> [INFORMATION SHOWN]:
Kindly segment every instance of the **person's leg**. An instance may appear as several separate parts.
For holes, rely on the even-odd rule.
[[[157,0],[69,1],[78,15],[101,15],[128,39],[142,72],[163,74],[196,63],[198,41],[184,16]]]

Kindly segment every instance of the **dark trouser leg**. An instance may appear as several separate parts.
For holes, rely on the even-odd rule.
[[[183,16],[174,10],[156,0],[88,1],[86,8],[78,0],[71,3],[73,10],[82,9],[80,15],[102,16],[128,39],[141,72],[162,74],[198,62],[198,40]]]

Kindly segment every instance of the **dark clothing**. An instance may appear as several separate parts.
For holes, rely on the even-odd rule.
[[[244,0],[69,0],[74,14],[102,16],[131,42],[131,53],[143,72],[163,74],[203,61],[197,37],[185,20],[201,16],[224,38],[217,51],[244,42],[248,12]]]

...

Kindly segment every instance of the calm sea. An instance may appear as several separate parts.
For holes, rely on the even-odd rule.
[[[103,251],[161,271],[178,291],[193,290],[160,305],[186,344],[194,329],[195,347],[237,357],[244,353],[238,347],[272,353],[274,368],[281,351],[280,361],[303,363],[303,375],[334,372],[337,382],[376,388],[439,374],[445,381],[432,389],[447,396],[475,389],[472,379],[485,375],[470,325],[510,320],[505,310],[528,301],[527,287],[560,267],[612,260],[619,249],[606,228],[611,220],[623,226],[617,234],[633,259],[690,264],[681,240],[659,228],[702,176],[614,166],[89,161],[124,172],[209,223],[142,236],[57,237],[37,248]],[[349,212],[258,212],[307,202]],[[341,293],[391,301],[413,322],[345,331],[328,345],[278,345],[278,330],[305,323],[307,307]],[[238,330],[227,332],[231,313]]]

--

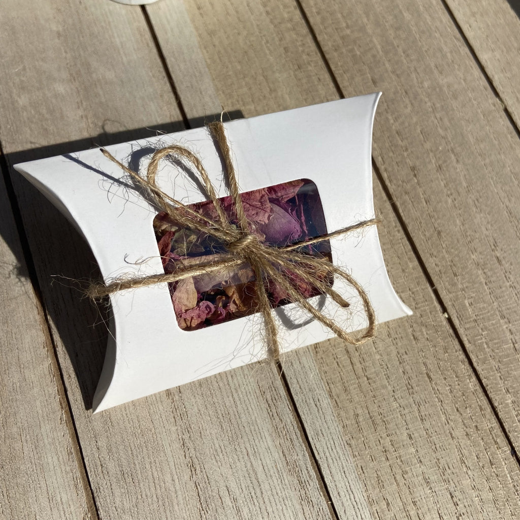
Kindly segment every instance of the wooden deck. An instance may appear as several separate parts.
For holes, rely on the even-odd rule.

> [GIVEN EXERCISE]:
Count the lines above that contain the string "dark", treating case as significant. Give only the number.

> [EXPECTED OUTPUT]:
2